Dataset records
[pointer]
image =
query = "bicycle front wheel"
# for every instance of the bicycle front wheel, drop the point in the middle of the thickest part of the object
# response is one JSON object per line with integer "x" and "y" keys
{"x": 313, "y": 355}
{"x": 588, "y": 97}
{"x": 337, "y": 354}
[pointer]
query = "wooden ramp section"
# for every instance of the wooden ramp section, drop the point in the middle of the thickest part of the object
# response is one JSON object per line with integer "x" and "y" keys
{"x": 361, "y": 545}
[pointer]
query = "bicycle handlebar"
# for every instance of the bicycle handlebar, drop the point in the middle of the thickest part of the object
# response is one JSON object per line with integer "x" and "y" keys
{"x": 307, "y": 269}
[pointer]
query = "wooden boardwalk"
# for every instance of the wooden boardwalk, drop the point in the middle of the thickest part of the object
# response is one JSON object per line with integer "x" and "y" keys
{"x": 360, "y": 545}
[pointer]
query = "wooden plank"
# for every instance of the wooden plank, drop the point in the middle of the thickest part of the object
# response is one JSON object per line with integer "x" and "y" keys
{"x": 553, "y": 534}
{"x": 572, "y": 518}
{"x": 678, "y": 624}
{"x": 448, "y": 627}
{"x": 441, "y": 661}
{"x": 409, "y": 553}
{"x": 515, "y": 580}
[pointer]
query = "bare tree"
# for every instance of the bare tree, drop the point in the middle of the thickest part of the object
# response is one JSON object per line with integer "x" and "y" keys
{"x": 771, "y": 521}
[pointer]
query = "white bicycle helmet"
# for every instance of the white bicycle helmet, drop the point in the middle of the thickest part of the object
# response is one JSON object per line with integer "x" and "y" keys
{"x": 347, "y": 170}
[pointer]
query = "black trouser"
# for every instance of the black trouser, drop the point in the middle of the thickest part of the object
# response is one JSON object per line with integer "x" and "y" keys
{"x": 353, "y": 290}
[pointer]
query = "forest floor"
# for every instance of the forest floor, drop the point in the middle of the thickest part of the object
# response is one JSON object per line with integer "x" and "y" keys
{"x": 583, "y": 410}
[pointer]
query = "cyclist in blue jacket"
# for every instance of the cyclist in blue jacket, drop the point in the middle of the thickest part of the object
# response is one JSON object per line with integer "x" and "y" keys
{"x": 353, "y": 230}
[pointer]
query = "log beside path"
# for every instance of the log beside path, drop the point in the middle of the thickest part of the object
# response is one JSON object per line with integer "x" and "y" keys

Required work: Without omitting anything, set down all the entries above again.

Completed task:
[pointer]
image =
query = "bicycle front wheel"
# for every instance of the bicycle front wheel, drop the point in the middle of the thickest part of the object
# response is one JSON object per line with integer "x" and "y" keys
{"x": 313, "y": 355}
{"x": 588, "y": 97}
{"x": 337, "y": 354}
[pointer]
query = "wooden ramp section"
# for every instance of the wooden ramp section, drop the point in the middle of the thickest part of the object
# response is one JSON object per line with integer "x" and "y" keys
{"x": 361, "y": 545}
[pointer]
query = "bicycle handlebar"
# for every instance of the bicycle handlebar, drop the point in the middle of the thickest part of the object
# response is one JSON object per line with integer "x" and "y" keys
{"x": 307, "y": 269}
[pointer]
query = "wooden boardwalk"
# for every instance of the wooden boardwalk, drop the point in the middle of the thickest part of the object
# response is one JSON object per line with integer "x" and "y" keys
{"x": 360, "y": 545}
[pointer]
query = "wooden plank"
# for every instance of the wooden plank, drop the point in the middle of the thickest part of the object
# response is one JSON object per line with integer "x" and "y" keys
{"x": 553, "y": 534}
{"x": 572, "y": 518}
{"x": 678, "y": 624}
{"x": 448, "y": 627}
{"x": 441, "y": 661}
{"x": 409, "y": 553}
{"x": 515, "y": 580}
[pointer]
query = "bare tree"
# for every instance of the bare tree, drop the point in the middle of the thickest part of the object
# response is one JSON object per line with integer "x" and "y" keys
{"x": 771, "y": 521}
[pointer]
query = "white bicycle helmet"
# for every instance of the white bicycle helmet, drop the point in the middle of the thickest part of the object
# response is one JSON object per line with integer "x" and "y" keys
{"x": 347, "y": 170}
[pointer]
query = "black trouser"
# for every instance of the black trouser, drop the point in the middle of the thickest part of the object
# response is one JSON object per line with integer "x" and "y" keys
{"x": 353, "y": 290}
[pointer]
query = "forest floor"
# for every instance of the forest floor, drop the point in the middle of the thickest part of the object
# response is one JSON object per line with integer "x" and "y" keys
{"x": 583, "y": 410}
[pointer]
query = "cyclist in blue jacket"
# for every instance of the cyclist in blue jacket, drop the point in the middle of the thickest part of the object
# response is one JSON object per line with integer "x" and "y" keys
{"x": 353, "y": 230}
[pointer]
query = "log beside path"
# for every instance of the log beside path, drop the point in the middle of the thickest part of the object
# response is one JSON object per line with integer "x" and "y" keys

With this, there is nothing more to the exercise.